Exercício proposto 1: Represente em tabela Markdown o trecho dos registos que começa na linha que contém "the red berry" e termina na linha que contém "<point>283,118</point>", ambas incluídas. Use as colunas N.º, para o número da linha, e Linha, para o respetivo conteúdo, omitindo as linhas em branco.

Texto fornecido:

Numa sociedade  feita de imprevisibilidades e de incertezas, como é a nossa, parece readquirir importância a formação de cidadãos com saberes diversificados e actualizados que sustentem a reflexão, a acção e, sobretudo, a tomada de decisões e escolhas críticas. Trata-se de um imperativo numa sociedade em que, na verdade, as decisões mais determinantes escapam cada vez mais ao cidadão comum. E, para isso, é necessário que tenha a informação ampla e necessária, e a disposição para a adquirir, para, em cada momento, basear as suas decisões.

Material fornecido:

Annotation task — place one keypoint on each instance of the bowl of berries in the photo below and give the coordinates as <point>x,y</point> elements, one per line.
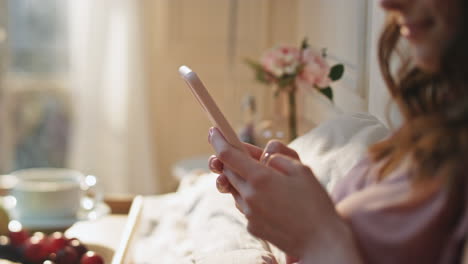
<point>19,246</point>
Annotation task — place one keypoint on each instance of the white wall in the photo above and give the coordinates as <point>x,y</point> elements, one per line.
<point>379,98</point>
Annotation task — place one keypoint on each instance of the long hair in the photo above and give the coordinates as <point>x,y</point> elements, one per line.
<point>434,106</point>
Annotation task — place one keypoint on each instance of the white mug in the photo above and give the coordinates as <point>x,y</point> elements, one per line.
<point>50,193</point>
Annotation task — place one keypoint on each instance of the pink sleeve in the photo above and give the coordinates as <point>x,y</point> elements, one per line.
<point>394,221</point>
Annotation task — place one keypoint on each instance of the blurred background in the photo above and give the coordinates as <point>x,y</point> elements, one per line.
<point>93,84</point>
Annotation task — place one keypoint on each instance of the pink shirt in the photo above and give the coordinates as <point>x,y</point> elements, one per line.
<point>396,222</point>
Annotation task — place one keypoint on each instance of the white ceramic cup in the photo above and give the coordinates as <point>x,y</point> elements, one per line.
<point>49,193</point>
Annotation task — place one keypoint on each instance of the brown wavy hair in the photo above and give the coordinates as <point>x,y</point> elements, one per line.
<point>434,106</point>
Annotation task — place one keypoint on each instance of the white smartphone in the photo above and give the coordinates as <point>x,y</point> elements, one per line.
<point>209,105</point>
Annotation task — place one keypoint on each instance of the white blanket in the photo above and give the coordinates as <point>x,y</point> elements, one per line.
<point>199,225</point>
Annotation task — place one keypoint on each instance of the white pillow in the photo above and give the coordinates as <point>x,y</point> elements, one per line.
<point>336,145</point>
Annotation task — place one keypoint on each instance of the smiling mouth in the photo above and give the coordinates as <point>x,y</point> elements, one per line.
<point>415,30</point>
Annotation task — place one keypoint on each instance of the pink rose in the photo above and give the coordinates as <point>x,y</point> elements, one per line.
<point>281,60</point>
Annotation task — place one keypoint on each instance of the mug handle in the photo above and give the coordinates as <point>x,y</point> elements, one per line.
<point>92,193</point>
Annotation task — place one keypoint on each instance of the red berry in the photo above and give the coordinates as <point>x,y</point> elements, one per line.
<point>67,255</point>
<point>17,238</point>
<point>91,258</point>
<point>79,247</point>
<point>35,250</point>
<point>57,241</point>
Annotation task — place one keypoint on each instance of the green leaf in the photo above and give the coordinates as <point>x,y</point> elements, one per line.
<point>336,72</point>
<point>328,92</point>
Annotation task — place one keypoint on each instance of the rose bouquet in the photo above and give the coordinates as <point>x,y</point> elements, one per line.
<point>289,68</point>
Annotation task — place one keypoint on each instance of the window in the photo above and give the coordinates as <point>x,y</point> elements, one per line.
<point>37,37</point>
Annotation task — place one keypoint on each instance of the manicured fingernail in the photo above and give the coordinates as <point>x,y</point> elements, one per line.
<point>210,134</point>
<point>265,157</point>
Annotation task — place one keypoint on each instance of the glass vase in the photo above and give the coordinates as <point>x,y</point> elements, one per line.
<point>283,118</point>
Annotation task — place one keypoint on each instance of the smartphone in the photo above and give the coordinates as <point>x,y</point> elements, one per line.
<point>209,105</point>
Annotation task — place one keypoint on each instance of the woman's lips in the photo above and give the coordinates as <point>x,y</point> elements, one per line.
<point>414,31</point>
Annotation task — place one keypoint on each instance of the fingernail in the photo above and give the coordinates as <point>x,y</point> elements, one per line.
<point>210,134</point>
<point>264,158</point>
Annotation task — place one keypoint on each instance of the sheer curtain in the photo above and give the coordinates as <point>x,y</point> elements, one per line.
<point>111,134</point>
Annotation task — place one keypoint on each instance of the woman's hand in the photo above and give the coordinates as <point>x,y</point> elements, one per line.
<point>283,203</point>
<point>273,147</point>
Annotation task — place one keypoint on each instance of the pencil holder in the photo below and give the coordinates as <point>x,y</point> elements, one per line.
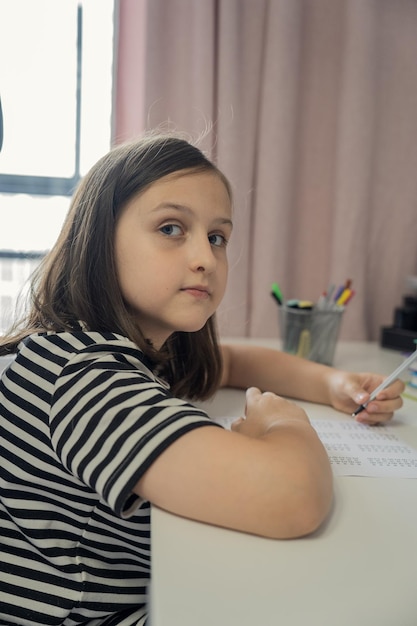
<point>311,334</point>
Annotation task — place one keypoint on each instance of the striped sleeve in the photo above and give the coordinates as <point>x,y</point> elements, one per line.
<point>109,421</point>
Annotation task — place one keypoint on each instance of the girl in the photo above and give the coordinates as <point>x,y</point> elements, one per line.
<point>96,420</point>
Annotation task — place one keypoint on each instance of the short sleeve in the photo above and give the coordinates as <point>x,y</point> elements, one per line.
<point>110,419</point>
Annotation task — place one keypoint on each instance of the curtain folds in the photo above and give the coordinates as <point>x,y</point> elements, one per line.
<point>309,107</point>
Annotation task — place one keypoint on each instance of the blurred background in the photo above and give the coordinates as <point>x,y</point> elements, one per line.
<point>308,106</point>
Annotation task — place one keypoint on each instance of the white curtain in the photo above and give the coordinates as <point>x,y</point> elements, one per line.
<point>313,112</point>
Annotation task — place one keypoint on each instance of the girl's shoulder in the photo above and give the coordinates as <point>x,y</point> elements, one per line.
<point>75,347</point>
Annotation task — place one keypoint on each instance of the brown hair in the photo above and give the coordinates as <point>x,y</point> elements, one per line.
<point>77,279</point>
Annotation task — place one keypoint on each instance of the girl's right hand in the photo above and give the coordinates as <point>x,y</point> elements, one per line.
<point>264,410</point>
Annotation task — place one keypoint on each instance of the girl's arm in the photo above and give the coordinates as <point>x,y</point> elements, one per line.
<point>271,476</point>
<point>294,377</point>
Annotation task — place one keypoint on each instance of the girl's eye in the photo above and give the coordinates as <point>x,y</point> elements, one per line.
<point>171,230</point>
<point>217,240</point>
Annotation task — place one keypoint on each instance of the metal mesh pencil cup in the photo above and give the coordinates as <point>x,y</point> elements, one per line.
<point>311,334</point>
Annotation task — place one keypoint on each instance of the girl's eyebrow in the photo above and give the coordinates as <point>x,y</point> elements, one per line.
<point>185,209</point>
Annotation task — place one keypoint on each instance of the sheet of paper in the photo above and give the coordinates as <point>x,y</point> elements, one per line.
<point>358,450</point>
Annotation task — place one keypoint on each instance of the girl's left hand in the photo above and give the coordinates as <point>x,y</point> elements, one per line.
<point>348,390</point>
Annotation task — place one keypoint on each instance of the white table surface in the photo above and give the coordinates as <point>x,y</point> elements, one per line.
<point>359,569</point>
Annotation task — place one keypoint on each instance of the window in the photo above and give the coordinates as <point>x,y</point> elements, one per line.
<point>56,96</point>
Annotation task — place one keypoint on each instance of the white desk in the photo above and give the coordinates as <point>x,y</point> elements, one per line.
<point>360,569</point>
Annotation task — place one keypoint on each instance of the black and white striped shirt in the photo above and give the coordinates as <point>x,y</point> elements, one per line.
<point>81,419</point>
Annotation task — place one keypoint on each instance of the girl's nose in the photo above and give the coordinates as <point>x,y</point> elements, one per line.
<point>203,258</point>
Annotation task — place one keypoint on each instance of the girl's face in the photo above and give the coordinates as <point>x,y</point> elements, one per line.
<point>170,251</point>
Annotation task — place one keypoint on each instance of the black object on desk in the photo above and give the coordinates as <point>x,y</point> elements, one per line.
<point>403,334</point>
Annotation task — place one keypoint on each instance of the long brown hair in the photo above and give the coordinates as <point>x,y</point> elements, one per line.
<point>77,279</point>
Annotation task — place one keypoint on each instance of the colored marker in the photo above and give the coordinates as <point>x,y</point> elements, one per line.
<point>277,293</point>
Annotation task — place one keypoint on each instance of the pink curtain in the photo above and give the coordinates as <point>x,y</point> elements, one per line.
<point>310,108</point>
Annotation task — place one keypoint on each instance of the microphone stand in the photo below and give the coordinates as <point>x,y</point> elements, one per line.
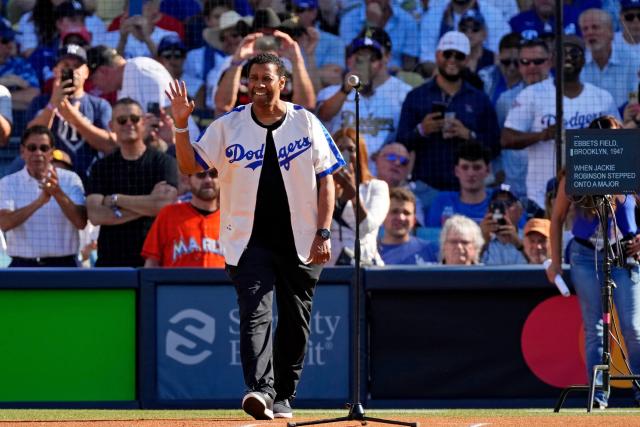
<point>356,410</point>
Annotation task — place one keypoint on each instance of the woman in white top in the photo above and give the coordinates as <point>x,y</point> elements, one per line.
<point>374,204</point>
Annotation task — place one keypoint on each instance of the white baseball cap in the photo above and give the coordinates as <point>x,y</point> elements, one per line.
<point>454,40</point>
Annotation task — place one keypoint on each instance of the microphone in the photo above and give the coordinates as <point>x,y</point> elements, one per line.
<point>354,81</point>
<point>558,280</point>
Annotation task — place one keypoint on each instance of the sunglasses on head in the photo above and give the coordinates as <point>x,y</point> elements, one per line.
<point>630,16</point>
<point>459,56</point>
<point>397,158</point>
<point>508,62</point>
<point>121,120</point>
<point>537,61</point>
<point>211,173</point>
<point>42,147</point>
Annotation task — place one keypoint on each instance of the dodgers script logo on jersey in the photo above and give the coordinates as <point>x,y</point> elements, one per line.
<point>286,154</point>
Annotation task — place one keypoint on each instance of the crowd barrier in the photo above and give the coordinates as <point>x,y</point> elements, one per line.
<point>168,338</point>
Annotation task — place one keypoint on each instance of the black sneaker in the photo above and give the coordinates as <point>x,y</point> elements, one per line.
<point>259,405</point>
<point>282,409</point>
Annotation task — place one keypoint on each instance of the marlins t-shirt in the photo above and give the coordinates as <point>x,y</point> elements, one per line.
<point>535,109</point>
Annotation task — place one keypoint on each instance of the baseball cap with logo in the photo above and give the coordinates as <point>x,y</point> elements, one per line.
<point>454,40</point>
<point>629,4</point>
<point>539,225</point>
<point>72,51</point>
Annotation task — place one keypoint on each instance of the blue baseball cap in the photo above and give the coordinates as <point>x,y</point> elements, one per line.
<point>629,4</point>
<point>305,4</point>
<point>171,42</point>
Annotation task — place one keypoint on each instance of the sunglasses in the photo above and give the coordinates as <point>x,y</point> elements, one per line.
<point>474,28</point>
<point>629,17</point>
<point>508,62</point>
<point>42,147</point>
<point>397,158</point>
<point>121,120</point>
<point>459,56</point>
<point>211,173</point>
<point>173,55</point>
<point>537,61</point>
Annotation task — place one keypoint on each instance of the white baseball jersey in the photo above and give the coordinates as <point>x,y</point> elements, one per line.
<point>535,109</point>
<point>234,144</point>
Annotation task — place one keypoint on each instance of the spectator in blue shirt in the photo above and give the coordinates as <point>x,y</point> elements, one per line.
<point>471,169</point>
<point>15,72</point>
<point>399,24</point>
<point>445,112</point>
<point>398,246</point>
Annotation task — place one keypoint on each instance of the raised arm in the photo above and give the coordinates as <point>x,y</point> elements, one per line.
<point>182,107</point>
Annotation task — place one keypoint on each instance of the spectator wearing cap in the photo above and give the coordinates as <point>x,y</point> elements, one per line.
<point>393,165</point>
<point>445,112</point>
<point>606,67</point>
<point>398,23</point>
<point>232,85</point>
<point>79,121</point>
<point>473,25</point>
<point>536,243</point>
<point>36,29</point>
<point>127,189</point>
<point>325,48</point>
<point>398,245</point>
<point>442,17</point>
<point>472,169</point>
<point>41,207</point>
<point>629,35</point>
<point>139,35</point>
<point>381,94</point>
<point>153,18</point>
<point>16,74</point>
<point>505,73</point>
<point>221,41</point>
<point>70,19</point>
<point>539,21</point>
<point>503,245</point>
<point>534,64</point>
<point>531,122</point>
<point>195,26</point>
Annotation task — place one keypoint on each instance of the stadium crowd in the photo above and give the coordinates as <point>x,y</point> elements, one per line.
<point>457,120</point>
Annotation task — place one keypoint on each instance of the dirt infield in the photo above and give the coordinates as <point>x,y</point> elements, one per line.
<point>582,420</point>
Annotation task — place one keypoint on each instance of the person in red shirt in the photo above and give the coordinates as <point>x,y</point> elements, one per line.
<point>187,234</point>
<point>151,11</point>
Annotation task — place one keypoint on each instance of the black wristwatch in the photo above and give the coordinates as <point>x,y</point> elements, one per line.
<point>323,233</point>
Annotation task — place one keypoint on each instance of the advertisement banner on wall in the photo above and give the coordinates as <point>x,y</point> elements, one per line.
<point>198,344</point>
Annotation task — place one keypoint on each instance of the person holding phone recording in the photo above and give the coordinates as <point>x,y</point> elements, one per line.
<point>79,121</point>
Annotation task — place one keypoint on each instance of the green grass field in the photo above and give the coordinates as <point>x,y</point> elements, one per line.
<point>97,415</point>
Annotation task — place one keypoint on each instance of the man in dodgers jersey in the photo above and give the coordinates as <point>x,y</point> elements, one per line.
<point>531,120</point>
<point>275,161</point>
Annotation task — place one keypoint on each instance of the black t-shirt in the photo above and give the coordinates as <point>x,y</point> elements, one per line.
<point>272,218</point>
<point>120,245</point>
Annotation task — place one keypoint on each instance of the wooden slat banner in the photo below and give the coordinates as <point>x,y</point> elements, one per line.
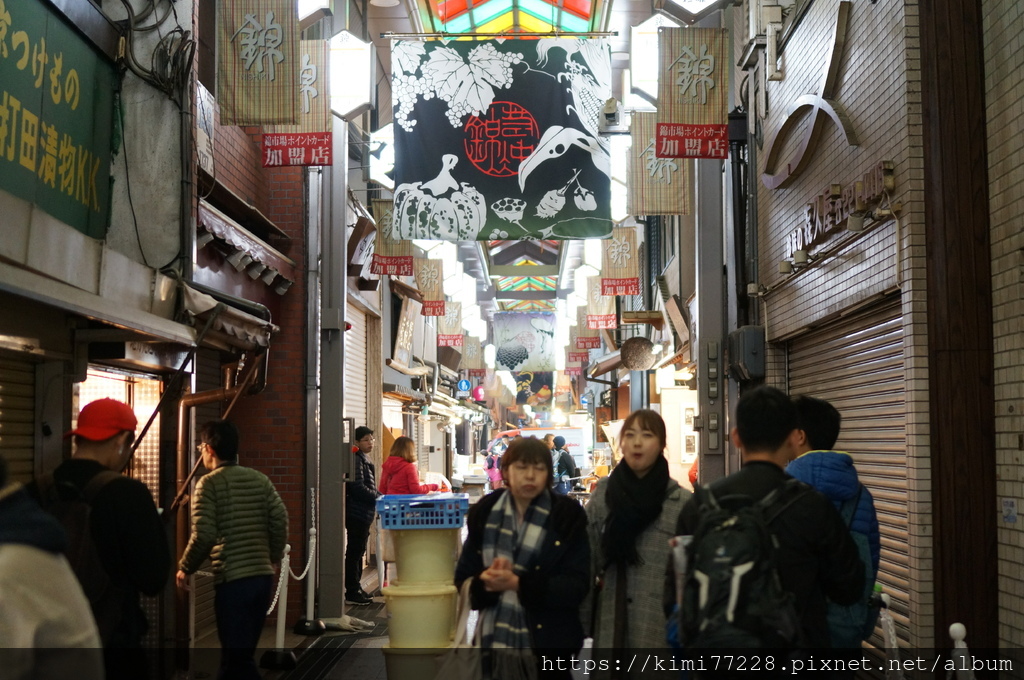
<point>600,308</point>
<point>391,257</point>
<point>693,93</point>
<point>310,141</point>
<point>258,61</point>
<point>620,273</point>
<point>450,332</point>
<point>586,338</point>
<point>429,274</point>
<point>657,185</point>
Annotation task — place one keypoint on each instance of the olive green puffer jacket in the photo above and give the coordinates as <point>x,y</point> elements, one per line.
<point>239,521</point>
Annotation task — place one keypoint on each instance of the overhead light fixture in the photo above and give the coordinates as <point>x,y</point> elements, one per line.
<point>203,239</point>
<point>240,259</point>
<point>255,270</point>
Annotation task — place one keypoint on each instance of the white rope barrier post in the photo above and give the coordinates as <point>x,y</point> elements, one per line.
<point>309,625</point>
<point>280,659</point>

Exercício proposto 2: Transcreva, do texto sobre a formação de cidadãos, o trecho que começa nas palavras "Numa sociedade  feita" e termina nas palavras "as suas decisões.".

Resolução do exercício 1:
| N.º | Linha |
|---|---|
| 1 | Annotation task — place one keypoint on each instance of the red berry in the photo above and give the coordinates as <point>x,y</point> elements, one per line. |
| 2 | <point>67,255</point> |
| 3 | <point>17,238</point> |
| 4 | <point>91,258</point> |
| 5 | <point>79,247</point> |
| 6 | <point>35,250</point> |
| 7 | <point>57,241</point> |
| 8 | Annotation task — place one keypoint on each instance of the green leaf in the photo above and give the coordinates as <point>x,y</point> elements, one per line. |
| 9 | <point>336,72</point> |
| 10 | <point>328,92</point> |
| 11 | Annotation task — place one keypoint on each instance of the rose bouquet in the photo above and give the coordinates as <point>x,y</point> elements, one per line. |
| 12 | <point>289,68</point> |
| 13 | Annotation task — place one keypoint on each instance of the window in the photo above and give the coordinates as <point>x,y</point> elements, one per line. |
| 14 | <point>37,37</point> |
| 15 | Annotation task — place one keypoint on each instance of the manicured fingernail in the photo above and give the coordinates as <point>x,y</point> elements, one per line. |
| 16 | <point>210,134</point> |
| 17 | <point>265,157</point> |
| 18 | Annotation task — place one keypoint on each instance of the glass vase in the photo above and give the coordinates as <point>x,y</point> elements, one per line. |
| 19 | <point>283,118</point> |

Resolução do exercício 2:
Numa sociedade  feita de imprevisibilidades e de incertezas, como é a nossa, parece readquirir importância a formação de cidadãos com saberes diversificados e actualizados que sustentem a reflexão, a acção e, sobretudo, a tomada de decisões e escolhas críticas. Trata-se de um imperativo numa sociedade em que, na verdade, as decisões mais determinantes escapam cada vez mais ao cidadão comum. E, para isso, é necessário que tenha a informação ampla e necessária, e a disposição para a adquirir, para, em cada momento, basear as suas decisões.